▶ [What the exercise asks]: Without including any pictures, write out all the entries exactly.

▶ [Raw records]:
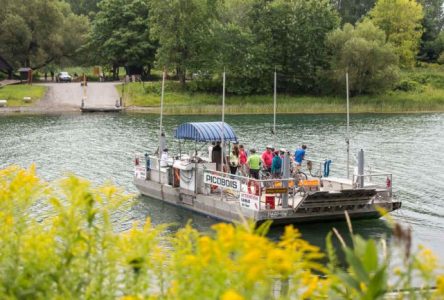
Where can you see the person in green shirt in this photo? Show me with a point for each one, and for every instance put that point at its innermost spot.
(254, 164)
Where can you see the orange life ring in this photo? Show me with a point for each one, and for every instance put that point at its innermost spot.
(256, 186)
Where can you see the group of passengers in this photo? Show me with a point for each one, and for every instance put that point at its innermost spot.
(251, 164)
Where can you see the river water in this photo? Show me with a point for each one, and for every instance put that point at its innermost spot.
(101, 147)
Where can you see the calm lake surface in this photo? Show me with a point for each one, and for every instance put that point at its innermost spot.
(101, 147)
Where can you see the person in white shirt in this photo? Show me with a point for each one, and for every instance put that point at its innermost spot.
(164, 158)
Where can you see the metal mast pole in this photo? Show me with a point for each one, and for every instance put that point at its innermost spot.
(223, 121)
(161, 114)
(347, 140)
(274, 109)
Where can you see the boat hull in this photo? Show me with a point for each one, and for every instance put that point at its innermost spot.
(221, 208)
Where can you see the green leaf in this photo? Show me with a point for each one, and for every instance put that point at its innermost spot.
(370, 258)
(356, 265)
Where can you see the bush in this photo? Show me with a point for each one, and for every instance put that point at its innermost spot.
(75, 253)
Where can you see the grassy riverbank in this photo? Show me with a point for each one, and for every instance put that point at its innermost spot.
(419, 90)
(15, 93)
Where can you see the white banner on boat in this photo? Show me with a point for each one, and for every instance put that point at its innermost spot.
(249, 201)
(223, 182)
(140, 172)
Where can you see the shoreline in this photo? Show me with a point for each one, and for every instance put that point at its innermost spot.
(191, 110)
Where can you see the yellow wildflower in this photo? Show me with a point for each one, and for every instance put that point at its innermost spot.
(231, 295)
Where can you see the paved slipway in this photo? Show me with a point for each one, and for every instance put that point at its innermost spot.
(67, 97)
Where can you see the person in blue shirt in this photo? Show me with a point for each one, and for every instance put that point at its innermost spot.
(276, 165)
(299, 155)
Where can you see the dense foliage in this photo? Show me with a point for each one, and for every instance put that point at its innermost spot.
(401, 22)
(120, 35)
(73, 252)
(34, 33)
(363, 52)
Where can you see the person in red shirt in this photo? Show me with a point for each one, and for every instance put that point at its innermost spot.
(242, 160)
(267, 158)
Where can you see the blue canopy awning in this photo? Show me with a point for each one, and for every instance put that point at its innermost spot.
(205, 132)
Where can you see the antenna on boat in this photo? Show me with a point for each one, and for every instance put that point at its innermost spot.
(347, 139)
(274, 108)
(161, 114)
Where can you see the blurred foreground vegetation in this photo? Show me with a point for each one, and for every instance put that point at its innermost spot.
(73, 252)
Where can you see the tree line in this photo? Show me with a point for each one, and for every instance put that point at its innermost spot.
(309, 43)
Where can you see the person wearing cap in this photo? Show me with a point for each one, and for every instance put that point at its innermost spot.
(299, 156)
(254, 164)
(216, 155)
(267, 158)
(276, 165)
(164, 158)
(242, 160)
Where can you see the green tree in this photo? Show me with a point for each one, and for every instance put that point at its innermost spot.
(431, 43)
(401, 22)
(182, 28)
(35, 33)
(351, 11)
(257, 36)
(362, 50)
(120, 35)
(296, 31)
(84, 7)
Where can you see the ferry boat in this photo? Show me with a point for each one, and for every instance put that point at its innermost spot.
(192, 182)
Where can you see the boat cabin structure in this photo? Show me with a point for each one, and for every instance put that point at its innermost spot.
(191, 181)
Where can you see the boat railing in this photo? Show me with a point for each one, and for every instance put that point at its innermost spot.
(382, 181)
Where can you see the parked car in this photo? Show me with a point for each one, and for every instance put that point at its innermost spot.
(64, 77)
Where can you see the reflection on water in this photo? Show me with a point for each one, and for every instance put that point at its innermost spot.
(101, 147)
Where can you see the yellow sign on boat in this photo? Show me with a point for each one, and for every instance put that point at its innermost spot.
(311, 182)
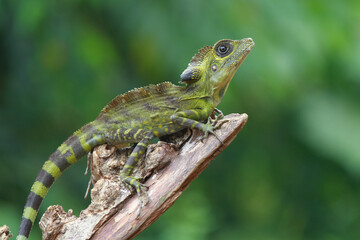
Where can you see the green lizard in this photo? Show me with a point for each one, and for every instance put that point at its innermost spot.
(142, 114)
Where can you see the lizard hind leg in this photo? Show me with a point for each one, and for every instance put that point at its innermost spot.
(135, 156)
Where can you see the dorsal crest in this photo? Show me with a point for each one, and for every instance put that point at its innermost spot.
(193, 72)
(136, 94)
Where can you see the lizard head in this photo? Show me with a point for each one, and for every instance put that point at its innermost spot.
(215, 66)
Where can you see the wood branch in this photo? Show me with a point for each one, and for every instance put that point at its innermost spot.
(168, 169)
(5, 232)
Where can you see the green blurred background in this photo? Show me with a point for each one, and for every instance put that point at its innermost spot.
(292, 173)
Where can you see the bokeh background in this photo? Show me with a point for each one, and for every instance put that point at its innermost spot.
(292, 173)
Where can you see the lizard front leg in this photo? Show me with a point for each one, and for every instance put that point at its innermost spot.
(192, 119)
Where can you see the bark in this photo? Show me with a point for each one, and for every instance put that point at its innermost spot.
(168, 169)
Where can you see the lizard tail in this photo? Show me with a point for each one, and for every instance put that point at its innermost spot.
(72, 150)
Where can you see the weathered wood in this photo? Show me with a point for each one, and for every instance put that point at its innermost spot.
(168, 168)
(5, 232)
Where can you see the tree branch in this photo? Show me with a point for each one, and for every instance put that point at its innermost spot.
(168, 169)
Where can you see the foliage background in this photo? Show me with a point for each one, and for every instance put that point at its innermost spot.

▶ [Correct output]:
Where can you see the person in green shirt in this photo? Show me with a point for each one, and for every instance put that point at its innermost spot.
(254, 164)
Where can you see the orange life ring in this photo? Show me with a point for each one, and for every instance put that point at its innermost spot.
(256, 186)
Where can you see the group of passengers in this photo? Show me with a point for each one, and for every instance put that point at its innermost spot.
(251, 164)
Where can you see the river water in this photo? Show me with a point for each one, and for every instance put that point at its innermost spot.
(101, 147)
Where can you see the calm lake surface in this photo? Show me with a point for each one, and for every instance put that point at its innermost spot.
(101, 147)
Where can you see the person in white shirt in this photo? Show me with a point for each one, and for every instance put that point at its innermost spot.
(164, 158)
Where can you see the metal mast pole in this photo? Show me with a point for each one, and for every instance put that point at its innermost spot.
(223, 121)
(161, 114)
(347, 140)
(274, 109)
Where can you see the boat hull in this photo? Show me with a point for each one, and for every instance put that point at its innermost spot.
(221, 208)
Where can you see the green leaf in this photo? Show me with a point for each one, and for every instance put that point at its innermost spot.
(370, 258)
(356, 265)
Where can you see the bush in this photo? Show me with a point for each one, and for every instance put that point at its innermost spot.
(75, 253)
Where can you see the grassy riverbank in this photo? Show me with a point for each one, and for every instance put that point at its innermost spot.
(419, 90)
(15, 93)
Where can you see the white banner on boat in this photo? Show me with a point for each one, and for every instance put that point at its innermost spot.
(249, 201)
(223, 182)
(140, 172)
Where can you see the shoreline in this photo? Show me with a point for each one, and for every instance put that point at its innermost spot.
(191, 110)
Where can you see the yellow wildflower in this photo? Show me with a point for each one, and for every instance put that point at its innermost spot.
(231, 295)
Where can you see the paved slipway in this photo? Show me with a point for each one, and for every instance put that point at its innermost spot.
(67, 97)
Where can you see the person in blue shirt in this photo? Show me with a point for each one, and for every instance put that point at its innermost spot.
(276, 165)
(299, 155)
Where can you see the dense foliage in this photo? Show me with a point for each one, and for every instance put that point at its innermost spot.
(401, 22)
(120, 35)
(73, 252)
(34, 33)
(363, 52)
Where can you see the person in red shirt in this photo? Show me with a point for each one, and for every instance put that point at its innermost spot.
(242, 160)
(267, 158)
Where can you see the blue canopy awning in this photo? Show me with a point for each one, and for every instance put that point at its innermost spot.
(205, 132)
Where can you see the antenna on boat in this photo? Show me with a point for each one, and for every instance put that point at its innermost spot.
(347, 139)
(274, 108)
(161, 114)
Where can you see the blurred foreground vegetation in this photo? Show me with a point for each one, and for every instance put that point at its innermost spot.
(73, 252)
Where can you see the tree line in this photo? Show me with a point for each one, and for every instance put that point at its innermost spot.
(309, 43)
Where can you see the person wearing cap in this photo? Show me with a point for each one, and for every instance put that point at its innermost spot.
(299, 156)
(254, 164)
(216, 155)
(267, 158)
(276, 165)
(164, 158)
(242, 160)
Where can you see the green tree in this photo? Show me with a point for each one, and for every instance put that point at its innermost spot.
(431, 43)
(401, 22)
(182, 28)
(35, 33)
(351, 11)
(257, 36)
(362, 50)
(120, 35)
(296, 31)
(84, 7)
Where can you see the ferry boat in this photo? Show me with a point for each one, and for every instance put that point at its innermost spot.
(192, 182)
Where can you see the boat cabin structure in this photo? Show me with a point for each one, and for every instance put that point at its innermost spot.
(191, 181)
Where can you see the boat railing in this photo? Show me with a point for each one, and for every instance put that point at its innermost spot.
(382, 181)
Where can you see the parked car in this photo? Show me with a point for each one, and for every instance put that point at its innermost spot.
(64, 77)
Where can you see the reflection on water in this photo? Show me with a point for each one, and for every instance put that point at its innermost spot.
(101, 147)
Where can you see the yellow sign on boat in this photo? Show me with a point for each one, and for every instance put that point at its innermost spot.
(311, 182)
Where can you see the green lizard in this photo? Show me with a point for each one, and for every instance put that point at its innermost spot.
(142, 114)
Where can you see the lizard hind leg in this photo? Show me with a point for each one, and for every instance put that point at its innermost spot.
(135, 156)
Where can you see the dorsal crest in this photo? Show me with a point for each one, and for every instance put that point at its innermost spot.
(193, 72)
(136, 94)
Where can you see the lizard head in this photo? Show me with a point for each one, and for every instance put that point at its innermost spot.
(215, 66)
Where can you see the wood branch in this photo? Show me with a point for each one, and for every instance put that point at its innermost spot.
(168, 169)
(5, 232)
Where can you see the green blurred background in this photo? Show me with a point for each one, and for every instance put that point at its innermost spot.
(292, 173)
Where can you see the bokeh background in this photo? Show me with a point for each one, and for every instance put that point at its innermost spot.
(292, 173)
Where can you see the lizard front leg in this photo? Show me with a point for each one, and for every instance put that point at its innermost spot.
(192, 119)
Where can you see the bark in this photo? Show me with a point for each one, and for every instance put that point at its innermost spot.
(168, 169)
Where can you see the lizard tail in this photo? Show me with a point for each one, and for every instance put that point at its innermost spot.
(72, 150)
Where can you see the weathered wood in this photo? Show me with a point for each one, and for every instance put that point at its innermost spot.
(168, 168)
(5, 232)
Where can you see the tree branch in this photo? Show me with a point for each one, and for every instance put that point at its innermost spot.
(168, 169)
Where can you see the foliage background in this photo? Show me with a point for each one, and for every instance put that point at its innermost spot.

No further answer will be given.